Most volunteers spend about two hours every week with the patients they’ve been paired with. They do what’s needed, whether light housework or driving them to a haircut or playing cards, or to offer family members a respite from taking care of the patients.
From every indication, Parker and Schneider agree, those respites, no matter how brief, are much appreciated
“Our volunteers are a huge support to family members,” says Rosemary Antonucci, manager of volunteer services for Hospice. “They can provide caregiver relief, by which I mean they spend time with a patient while the family member can go out shopping or to the bank or maybe they just want to get their hair done. It gives them a secure time that a volunteer is present with their loved one so they don’t have to worry.”
Not everyone is cut out to do the work that Parker and Schneider perform, Antonucci says.
Before they begin their service, volunteers must go through 15 hours of orientation that involves guest speakers, background checks and experiencing the various areas where they can volunteer.
§ §
Work instruction 1: Put this sentence from the hospice volunteer text into Spanish: "Not everyone is cut out to do the work that Parker and Schneider perform, Antonucci says."
Work instruction 2: Retype the part of the hospice volunteer text starting at "From every indication, Parker" and ending at "perform, Antonucci says.".
You won't need the items.

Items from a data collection
§ §
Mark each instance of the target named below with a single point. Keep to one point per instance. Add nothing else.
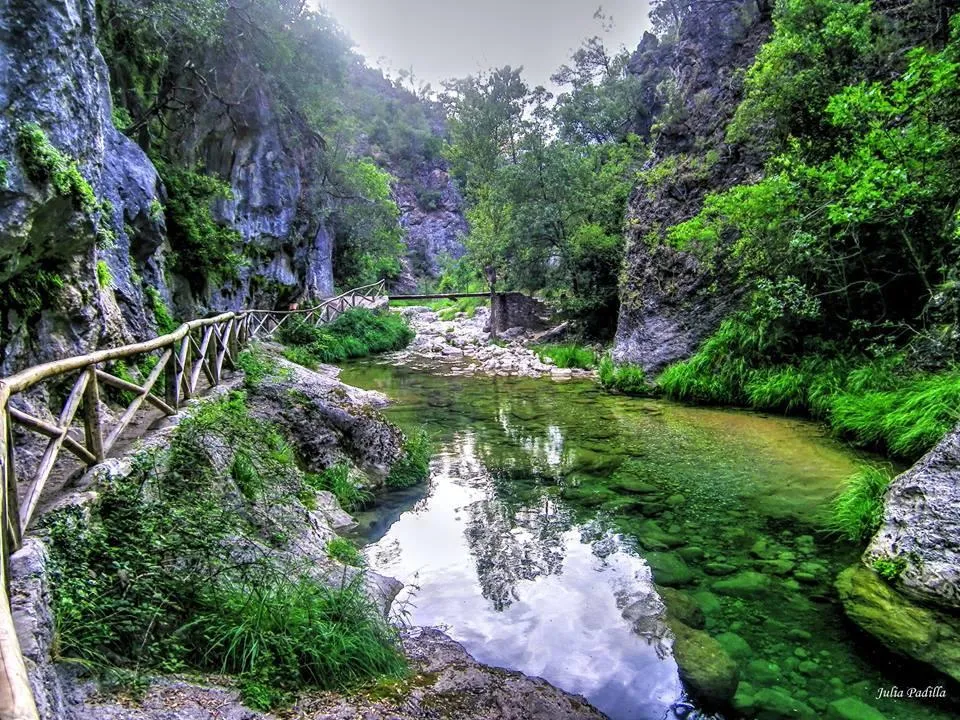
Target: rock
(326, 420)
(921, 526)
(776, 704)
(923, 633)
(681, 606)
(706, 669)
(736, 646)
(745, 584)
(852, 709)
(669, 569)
§ §
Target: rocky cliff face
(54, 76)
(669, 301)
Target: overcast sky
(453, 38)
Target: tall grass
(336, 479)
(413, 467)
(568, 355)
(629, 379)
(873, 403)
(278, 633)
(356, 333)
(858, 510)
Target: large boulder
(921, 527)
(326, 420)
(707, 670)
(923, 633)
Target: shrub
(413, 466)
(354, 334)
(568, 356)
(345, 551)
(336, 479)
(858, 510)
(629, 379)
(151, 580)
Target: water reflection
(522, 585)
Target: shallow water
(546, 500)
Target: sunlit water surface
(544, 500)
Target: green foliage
§ §
Output 1: No todo el mundo está hecho para hacer el trabajo que realizan Parker y Schneider, dice Antonucci.

Output 2:
From every indication, Parker and Schneider agree, those respites, no matter how brief, are much appreciated
“Our volunteers are a huge support to family members,” says Rosemary Antonucci, manager of volunteer services for Hospice. “They can provide caregiver relief, by which I mean they spend time with a patient while the family member can go out shopping or to the bank or maybe they just want to get their hair done. It gives them a secure time that a volunteer is present with their loved one so they don’t have to worry.”
Not everyone is cut out to do the work that Parker and Schneider perform, Antonucci says.